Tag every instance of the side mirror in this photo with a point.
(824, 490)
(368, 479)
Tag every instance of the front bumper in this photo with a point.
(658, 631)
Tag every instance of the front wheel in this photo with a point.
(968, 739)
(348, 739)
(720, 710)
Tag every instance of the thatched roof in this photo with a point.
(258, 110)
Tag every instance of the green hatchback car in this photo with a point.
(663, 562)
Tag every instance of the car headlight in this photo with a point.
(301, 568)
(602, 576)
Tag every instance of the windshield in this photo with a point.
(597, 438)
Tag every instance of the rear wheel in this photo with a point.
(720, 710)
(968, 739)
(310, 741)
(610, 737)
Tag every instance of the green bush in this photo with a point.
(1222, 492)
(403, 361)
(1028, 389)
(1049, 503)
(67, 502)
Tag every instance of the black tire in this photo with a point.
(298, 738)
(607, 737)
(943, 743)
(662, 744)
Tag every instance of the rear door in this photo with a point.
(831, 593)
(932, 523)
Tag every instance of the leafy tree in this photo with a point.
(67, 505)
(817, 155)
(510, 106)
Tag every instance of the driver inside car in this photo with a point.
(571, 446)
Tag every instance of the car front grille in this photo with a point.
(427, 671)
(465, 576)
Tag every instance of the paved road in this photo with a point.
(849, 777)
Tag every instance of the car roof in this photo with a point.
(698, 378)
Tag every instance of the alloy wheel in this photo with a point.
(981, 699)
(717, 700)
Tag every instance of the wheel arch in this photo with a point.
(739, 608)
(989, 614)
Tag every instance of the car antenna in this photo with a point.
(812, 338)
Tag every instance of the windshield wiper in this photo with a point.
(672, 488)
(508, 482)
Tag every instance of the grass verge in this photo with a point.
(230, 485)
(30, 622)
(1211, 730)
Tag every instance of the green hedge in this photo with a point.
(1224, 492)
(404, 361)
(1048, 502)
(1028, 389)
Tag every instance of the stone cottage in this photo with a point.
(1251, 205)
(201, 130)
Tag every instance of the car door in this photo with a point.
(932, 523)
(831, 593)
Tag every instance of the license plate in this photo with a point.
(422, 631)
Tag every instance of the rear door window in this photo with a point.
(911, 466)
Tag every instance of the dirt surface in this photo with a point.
- - - - -
What to produce
Rewrite the entire listing above as a Markdown table with two columns, Row and Listing line. Number the rows in order and leave out any blank lines.

Reply to the exercise
| Row | Listing line |
|---|---|
| 1 | Tag every instance of the side mirror in this photo with a point. |
| 2 | (824, 490) |
| 3 | (368, 479) |
| 4 | Tag every instance of the front bumper in this photo with a point. |
| 5 | (658, 631) |
| 6 | Tag every instance of the front wheel in this photo with a point. |
| 7 | (968, 739) |
| 8 | (348, 739) |
| 9 | (720, 710) |
| 10 | Tag every instance of the thatched roof in this photo with a point. |
| 11 | (258, 110) |
| 12 | Tag every instance of the green hatchback car in this photo with a point. |
| 13 | (663, 562) |
| 14 | Tag every instance of the car headlight in this photo with a point. |
| 15 | (301, 568) |
| 16 | (602, 576) |
| 17 | Tag every instance of the windshield in this photo with a point. |
| 18 | (597, 438) |
| 19 | Tag every instance of the rear wheel in this photo with a point. |
| 20 | (720, 710) |
| 21 | (968, 739) |
| 22 | (310, 741) |
| 23 | (610, 737) |
| 24 | Tag every instance of the green bush in this photo with a point. |
| 25 | (1222, 492) |
| 26 | (403, 361) |
| 27 | (1028, 389) |
| 28 | (1049, 503) |
| 29 | (67, 502) |
| 30 | Tag every instance of the black tire in this photo with a point. |
| 31 | (298, 738) |
| 32 | (607, 737) |
| 33 | (943, 743) |
| 34 | (662, 744) |
| 35 | Tag every instance of the rear door in this photo with a point. |
| 36 | (831, 593) |
| 37 | (932, 523) |
| 38 | Tag every instance of the leafy tree in this photo with a point. |
| 39 | (67, 505) |
| 40 | (817, 155) |
| 41 | (510, 106) |
| 42 | Tag every instance of the driver inside car in this photo with a point. |
| 43 | (571, 446) |
| 44 | Tag every instance of the car front grille in this photo with a point. |
| 45 | (427, 671) |
| 46 | (465, 576) |
| 47 | Tag every instance of the paved road in this photo with a point. |
| 48 | (849, 777) |
| 49 | Tag every instance of the car roof in this photo with a point. |
| 50 | (698, 378) |
| 51 | Tag every instance of the alloy wheel in this photo with a point. |
| 52 | (981, 699) |
| 53 | (717, 700) |
| 54 | Tag every instance of the wheel arch in this photo with a point. |
| 55 | (739, 608) |
| 56 | (989, 614) |
| 57 | Tag every instance of the car antenna in this photo with a point. |
| 58 | (812, 338) |
| 59 | Tag every instance of the windshield wiper in this photo with a point. |
| 60 | (672, 488) |
| 61 | (508, 482) |
| 62 | Tag every instance of the grass verge in this photo with a point. |
| 63 | (230, 485) |
| 64 | (30, 622) |
| 65 | (1211, 730) |
| 66 | Tag every instance of the green hedge in this photo with a point. |
| 67 | (1224, 492) |
| 68 | (404, 361) |
| 69 | (1048, 502) |
| 70 | (1028, 389) |
| 71 | Tag every instance of the stone cottage in this photo with a point. |
| 72 | (1251, 205) |
| 73 | (201, 130) |
| 74 | Tag every instance of the car door in this photo with a point. |
| 75 | (932, 523) |
| 76 | (831, 593) |
| 77 | Tag every instance of the license plate in this photo with a point. |
| 78 | (422, 631) |
| 79 | Tag every instance of the rear door window in this photo with a point. |
| 80 | (911, 466) |
| 81 | Tag every instance of the dirt surface in this photo with a point. |